* [Input]:

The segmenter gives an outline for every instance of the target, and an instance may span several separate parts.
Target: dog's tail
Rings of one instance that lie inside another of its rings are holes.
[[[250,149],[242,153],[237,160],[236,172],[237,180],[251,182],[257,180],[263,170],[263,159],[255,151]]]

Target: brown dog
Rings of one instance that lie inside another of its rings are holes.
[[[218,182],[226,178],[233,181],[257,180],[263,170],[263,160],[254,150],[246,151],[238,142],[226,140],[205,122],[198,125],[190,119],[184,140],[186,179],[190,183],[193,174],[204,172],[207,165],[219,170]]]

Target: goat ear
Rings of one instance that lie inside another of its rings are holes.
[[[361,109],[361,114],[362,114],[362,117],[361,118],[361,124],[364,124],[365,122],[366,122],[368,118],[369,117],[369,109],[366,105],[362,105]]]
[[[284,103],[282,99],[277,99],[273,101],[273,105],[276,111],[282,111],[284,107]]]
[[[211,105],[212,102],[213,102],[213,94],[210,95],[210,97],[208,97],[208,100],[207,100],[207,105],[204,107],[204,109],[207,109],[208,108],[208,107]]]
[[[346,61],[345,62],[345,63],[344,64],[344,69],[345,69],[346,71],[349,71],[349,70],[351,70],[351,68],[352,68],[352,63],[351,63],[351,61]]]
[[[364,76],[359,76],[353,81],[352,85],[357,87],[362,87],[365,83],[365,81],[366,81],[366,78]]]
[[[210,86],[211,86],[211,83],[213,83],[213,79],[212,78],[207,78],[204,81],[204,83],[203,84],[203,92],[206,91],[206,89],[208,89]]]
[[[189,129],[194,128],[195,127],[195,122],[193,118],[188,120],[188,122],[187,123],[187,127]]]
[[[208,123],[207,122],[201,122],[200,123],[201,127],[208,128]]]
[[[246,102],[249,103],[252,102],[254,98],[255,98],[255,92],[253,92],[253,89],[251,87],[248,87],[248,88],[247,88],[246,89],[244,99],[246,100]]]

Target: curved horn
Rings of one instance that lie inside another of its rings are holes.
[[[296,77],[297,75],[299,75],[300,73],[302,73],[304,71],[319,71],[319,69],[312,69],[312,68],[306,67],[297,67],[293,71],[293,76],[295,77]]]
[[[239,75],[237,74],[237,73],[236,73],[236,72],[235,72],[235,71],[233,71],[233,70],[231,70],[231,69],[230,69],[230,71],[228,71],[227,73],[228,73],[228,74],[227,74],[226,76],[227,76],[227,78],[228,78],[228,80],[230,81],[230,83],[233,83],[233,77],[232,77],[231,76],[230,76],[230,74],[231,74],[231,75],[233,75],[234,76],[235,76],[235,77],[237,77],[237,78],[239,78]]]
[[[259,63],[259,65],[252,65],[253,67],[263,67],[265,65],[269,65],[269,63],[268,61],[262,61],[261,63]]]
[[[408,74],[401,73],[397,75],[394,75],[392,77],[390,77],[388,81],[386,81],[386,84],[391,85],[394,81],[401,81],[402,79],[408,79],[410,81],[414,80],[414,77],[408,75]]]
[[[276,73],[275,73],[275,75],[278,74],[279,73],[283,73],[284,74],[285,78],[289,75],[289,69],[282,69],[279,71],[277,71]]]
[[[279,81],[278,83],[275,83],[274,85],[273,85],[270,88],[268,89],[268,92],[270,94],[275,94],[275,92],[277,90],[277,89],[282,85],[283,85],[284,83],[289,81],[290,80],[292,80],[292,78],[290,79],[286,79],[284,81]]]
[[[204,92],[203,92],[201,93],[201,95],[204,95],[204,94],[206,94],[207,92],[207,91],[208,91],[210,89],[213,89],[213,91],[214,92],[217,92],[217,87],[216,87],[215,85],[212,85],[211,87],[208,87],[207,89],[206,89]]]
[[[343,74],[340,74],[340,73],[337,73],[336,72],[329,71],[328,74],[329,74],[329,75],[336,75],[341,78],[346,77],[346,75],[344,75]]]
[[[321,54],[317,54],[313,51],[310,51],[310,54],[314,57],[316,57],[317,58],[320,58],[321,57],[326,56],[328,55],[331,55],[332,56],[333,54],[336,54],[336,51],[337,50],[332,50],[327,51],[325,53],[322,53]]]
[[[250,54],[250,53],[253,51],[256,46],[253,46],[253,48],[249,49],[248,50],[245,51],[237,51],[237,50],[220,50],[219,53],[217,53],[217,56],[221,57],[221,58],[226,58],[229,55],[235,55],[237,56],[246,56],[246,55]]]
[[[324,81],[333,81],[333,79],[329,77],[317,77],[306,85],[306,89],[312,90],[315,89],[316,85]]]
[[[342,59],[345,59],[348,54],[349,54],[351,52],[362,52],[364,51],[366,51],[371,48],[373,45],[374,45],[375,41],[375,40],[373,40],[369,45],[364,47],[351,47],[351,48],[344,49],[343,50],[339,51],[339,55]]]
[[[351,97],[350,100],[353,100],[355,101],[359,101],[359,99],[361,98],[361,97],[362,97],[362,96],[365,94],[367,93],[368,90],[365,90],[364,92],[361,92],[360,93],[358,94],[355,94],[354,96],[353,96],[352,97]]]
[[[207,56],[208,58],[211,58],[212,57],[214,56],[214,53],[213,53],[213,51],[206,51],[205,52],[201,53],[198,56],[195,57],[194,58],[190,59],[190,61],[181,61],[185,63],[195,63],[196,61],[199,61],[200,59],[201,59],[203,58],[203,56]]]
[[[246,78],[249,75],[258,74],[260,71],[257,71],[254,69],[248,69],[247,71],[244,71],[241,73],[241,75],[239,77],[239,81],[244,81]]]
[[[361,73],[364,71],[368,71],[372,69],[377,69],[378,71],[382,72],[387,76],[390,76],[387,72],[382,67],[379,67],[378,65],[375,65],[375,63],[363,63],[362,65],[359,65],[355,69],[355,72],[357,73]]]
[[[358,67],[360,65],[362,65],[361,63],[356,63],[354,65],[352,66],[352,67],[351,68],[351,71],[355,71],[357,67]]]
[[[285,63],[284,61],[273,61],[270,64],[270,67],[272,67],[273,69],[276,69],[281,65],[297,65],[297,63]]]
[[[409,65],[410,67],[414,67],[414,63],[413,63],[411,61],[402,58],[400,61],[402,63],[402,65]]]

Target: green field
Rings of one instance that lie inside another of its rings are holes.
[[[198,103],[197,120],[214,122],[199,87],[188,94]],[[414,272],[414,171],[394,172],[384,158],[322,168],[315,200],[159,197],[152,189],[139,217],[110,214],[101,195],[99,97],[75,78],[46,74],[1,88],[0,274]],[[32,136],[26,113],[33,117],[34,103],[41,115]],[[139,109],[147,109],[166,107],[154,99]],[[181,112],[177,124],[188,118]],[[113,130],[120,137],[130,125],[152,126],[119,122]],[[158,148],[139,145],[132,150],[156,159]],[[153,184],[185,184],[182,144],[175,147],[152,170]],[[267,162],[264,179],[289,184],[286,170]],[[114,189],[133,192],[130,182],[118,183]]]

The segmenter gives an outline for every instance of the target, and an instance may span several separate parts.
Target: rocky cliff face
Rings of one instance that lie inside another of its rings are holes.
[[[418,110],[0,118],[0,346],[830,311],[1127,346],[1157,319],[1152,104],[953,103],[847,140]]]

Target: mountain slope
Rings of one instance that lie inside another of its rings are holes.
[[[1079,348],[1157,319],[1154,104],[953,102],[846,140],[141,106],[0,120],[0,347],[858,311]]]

* [Directions for this task]: Print all of the lines above again, character for character, without changing anything.

* [Task solution]:
The segmenter gives an outline for every instance of the target, and an instance may span several separate parts.
Target: dog's tail
Rings of one instance that lie inside another of its rings are holes.
[[[250,149],[242,153],[237,160],[236,172],[237,180],[251,182],[257,180],[263,170],[263,159],[255,151]]]

Target: brown dog
Rings of one instance that lie inside another of its rings are holes.
[[[218,182],[226,178],[233,181],[257,180],[263,170],[263,160],[254,150],[246,151],[238,142],[226,140],[205,122],[198,125],[190,119],[184,140],[186,179],[190,183],[193,174],[204,172],[207,165],[219,170]]]

Target: goat ear
Rings of one instance that lie inside another of its rings are holes.
[[[361,109],[361,114],[362,114],[362,117],[361,118],[361,124],[364,124],[365,122],[366,122],[368,118],[369,117],[369,109],[366,105],[362,105]]]
[[[284,103],[282,99],[277,99],[273,101],[273,105],[276,111],[282,111],[284,107]]]
[[[211,105],[212,102],[213,102],[213,94],[210,95],[210,97],[208,97],[208,100],[207,100],[207,105],[204,107],[204,109],[207,109],[208,108],[208,107]]]
[[[346,61],[345,62],[345,63],[344,64],[344,69],[345,69],[346,71],[349,71],[349,70],[351,70],[351,68],[352,68],[352,63],[351,63],[351,61]]]
[[[364,76],[359,76],[353,81],[352,85],[357,87],[362,87],[365,83],[365,81],[366,81],[366,78]]]
[[[210,86],[211,86],[211,83],[213,83],[213,79],[212,78],[207,78],[204,81],[204,83],[203,84],[203,92],[206,91],[206,89],[208,89]]]
[[[189,129],[194,128],[195,127],[195,122],[193,118],[188,120],[188,122],[187,123],[187,127]]]
[[[208,123],[207,122],[201,122],[200,123],[201,127],[208,128]]]
[[[246,102],[249,103],[252,102],[254,98],[255,98],[255,92],[253,92],[253,89],[251,87],[248,87],[248,88],[247,88],[246,89],[244,99],[246,100]]]

Target: curved horn
Rings of one instance that lie inside another of its rings are holes.
[[[296,77],[297,75],[299,75],[300,73],[302,73],[304,71],[319,71],[319,69],[312,69],[312,68],[306,67],[297,67],[293,71],[293,76],[295,77]]]
[[[239,75],[237,74],[237,73],[236,73],[236,72],[235,72],[235,71],[233,71],[233,70],[231,70],[231,69],[230,69],[230,71],[228,71],[227,73],[228,73],[228,74],[227,74],[226,76],[227,76],[227,78],[228,78],[228,80],[230,81],[230,83],[233,83],[233,77],[232,77],[231,76],[230,76],[230,74],[231,74],[231,75],[233,75],[234,76],[235,76],[235,77],[237,77],[237,78],[239,78]]]
[[[259,63],[259,65],[252,65],[253,67],[263,67],[265,65],[269,65],[269,63],[268,61],[262,61],[261,63]]]
[[[408,74],[401,73],[397,75],[394,75],[392,77],[390,77],[388,81],[386,81],[386,84],[391,85],[394,81],[401,81],[402,79],[408,79],[410,81],[414,80],[414,77],[408,75]]]
[[[276,73],[275,73],[275,75],[278,74],[279,73],[283,73],[284,74],[285,78],[289,75],[289,69],[282,69],[279,71],[277,71]]]
[[[279,81],[278,83],[275,83],[274,85],[273,85],[270,88],[268,89],[268,92],[270,94],[275,94],[275,92],[277,90],[277,89],[282,85],[283,85],[284,83],[289,81],[290,80],[292,80],[292,78],[290,79],[286,79],[284,81]]]
[[[204,92],[203,92],[201,93],[201,95],[204,95],[204,94],[206,94],[207,92],[207,91],[208,91],[210,89],[213,89],[213,91],[214,92],[217,92],[217,87],[216,87],[215,85],[212,85],[211,87],[208,87],[207,89],[206,89]]]
[[[343,74],[340,74],[340,73],[337,73],[336,72],[329,71],[328,74],[329,74],[329,75],[336,75],[341,78],[346,77],[346,75],[344,75]]]
[[[321,54],[317,54],[313,51],[310,51],[310,54],[314,57],[316,57],[317,58],[320,58],[321,57],[326,56],[328,55],[331,55],[332,56],[333,54],[336,54],[336,51],[337,50],[332,50],[327,51],[325,53],[322,53]]]
[[[250,54],[250,53],[253,51],[256,46],[253,46],[253,48],[249,49],[248,50],[245,51],[237,51],[237,50],[220,50],[219,53],[217,53],[217,56],[221,57],[221,58],[226,58],[229,55],[235,55],[237,56],[246,56],[246,55]]]
[[[324,81],[333,81],[333,79],[329,77],[317,77],[306,85],[306,89],[312,90],[315,89],[316,85]]]
[[[342,59],[345,59],[348,54],[349,54],[351,52],[362,52],[364,51],[366,51],[371,48],[373,45],[374,45],[375,41],[375,40],[373,40],[369,45],[364,47],[351,47],[351,48],[344,49],[343,50],[339,51],[339,55]]]
[[[351,97],[350,100],[353,100],[355,101],[359,101],[359,99],[361,98],[361,97],[362,97],[362,96],[365,94],[367,93],[368,90],[365,90],[364,92],[361,92],[360,93],[358,94],[355,94],[354,96],[353,96],[352,97]]]
[[[207,56],[208,58],[211,58],[212,57],[214,56],[214,53],[213,53],[213,51],[206,51],[205,52],[201,53],[198,56],[195,57],[194,58],[190,59],[190,61],[181,61],[185,63],[195,63],[196,61],[199,61],[200,59],[201,59],[203,58],[203,56]]]
[[[246,78],[249,75],[258,74],[260,71],[257,71],[254,69],[248,69],[247,71],[244,71],[241,73],[241,75],[239,77],[239,81],[244,81]]]
[[[361,73],[364,71],[368,71],[372,69],[377,69],[378,71],[382,72],[387,76],[390,76],[387,72],[382,67],[379,67],[378,65],[375,65],[375,63],[363,63],[362,65],[359,65],[355,69],[355,72],[357,73]]]
[[[358,67],[360,65],[362,65],[361,63],[356,63],[354,65],[352,66],[352,67],[351,68],[351,71],[355,71],[357,67]]]
[[[285,63],[284,61],[273,61],[270,64],[270,67],[272,67],[273,69],[276,69],[281,65],[297,65],[297,63]]]
[[[409,65],[410,67],[414,67],[414,63],[413,63],[411,61],[402,58],[400,61],[402,63],[402,65]]]

Target: green field
Rings of one instance that lie inside another of its rings are holes.
[[[198,103],[197,120],[214,122],[199,87],[188,94]],[[414,272],[414,171],[394,172],[384,158],[322,168],[315,200],[159,197],[152,189],[139,217],[110,214],[101,195],[99,97],[75,78],[46,74],[1,88],[0,274]],[[32,136],[26,113],[33,117],[34,103],[41,115]],[[139,109],[147,109],[166,107],[154,99]],[[181,112],[177,124],[188,118]],[[113,130],[120,137],[130,125],[152,126],[119,122]],[[158,148],[139,145],[132,150],[156,159]],[[153,184],[185,184],[182,144],[175,147],[152,170]],[[267,162],[264,179],[289,184],[286,170]],[[114,189],[133,192],[130,182],[118,183]]]

The segmenter gives an outline for every instance of the target, and an instance may span several separate parts.
Target: rocky cliff face
Rings of one instance that lie inside another of its rings are holes.
[[[418,110],[0,118],[0,346],[830,311],[1127,346],[1157,319],[1152,104],[953,103],[847,140]]]

Target: mountain slope
Rings of one instance that lie inside another of its rings are holes.
[[[1079,348],[1157,319],[1154,104],[953,102],[846,140],[141,106],[0,120],[0,347],[858,311]]]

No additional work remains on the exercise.